** WHAT YOU WILL DO **
The lines you return should be those containing the string "street", taken from the data below.

─── PROVIDED INFORMATION

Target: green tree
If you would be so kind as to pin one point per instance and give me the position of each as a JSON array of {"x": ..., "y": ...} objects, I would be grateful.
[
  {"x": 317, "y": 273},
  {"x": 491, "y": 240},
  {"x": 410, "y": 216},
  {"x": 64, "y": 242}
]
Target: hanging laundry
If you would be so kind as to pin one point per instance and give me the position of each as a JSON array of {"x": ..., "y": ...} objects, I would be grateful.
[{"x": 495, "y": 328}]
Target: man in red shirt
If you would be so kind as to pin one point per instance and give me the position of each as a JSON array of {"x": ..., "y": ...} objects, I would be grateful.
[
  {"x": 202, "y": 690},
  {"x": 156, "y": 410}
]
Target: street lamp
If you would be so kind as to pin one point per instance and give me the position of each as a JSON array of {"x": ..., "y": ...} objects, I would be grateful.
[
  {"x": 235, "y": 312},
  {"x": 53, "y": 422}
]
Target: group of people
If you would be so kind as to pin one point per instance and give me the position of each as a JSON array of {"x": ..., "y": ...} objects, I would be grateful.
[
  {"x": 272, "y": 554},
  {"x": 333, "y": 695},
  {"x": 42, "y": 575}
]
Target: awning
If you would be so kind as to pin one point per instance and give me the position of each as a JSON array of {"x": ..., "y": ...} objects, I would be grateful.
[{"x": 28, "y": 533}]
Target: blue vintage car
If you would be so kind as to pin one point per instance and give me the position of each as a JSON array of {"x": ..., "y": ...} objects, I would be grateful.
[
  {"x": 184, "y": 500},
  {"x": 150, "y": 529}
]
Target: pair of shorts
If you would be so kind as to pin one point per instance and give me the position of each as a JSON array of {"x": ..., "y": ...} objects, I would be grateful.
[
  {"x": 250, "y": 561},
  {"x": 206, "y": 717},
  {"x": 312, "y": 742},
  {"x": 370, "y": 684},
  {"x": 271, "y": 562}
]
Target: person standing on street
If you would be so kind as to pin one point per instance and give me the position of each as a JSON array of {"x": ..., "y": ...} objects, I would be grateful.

──────

** EXPECTED OUTPUT **
Target: street lamp
Target: person standing on street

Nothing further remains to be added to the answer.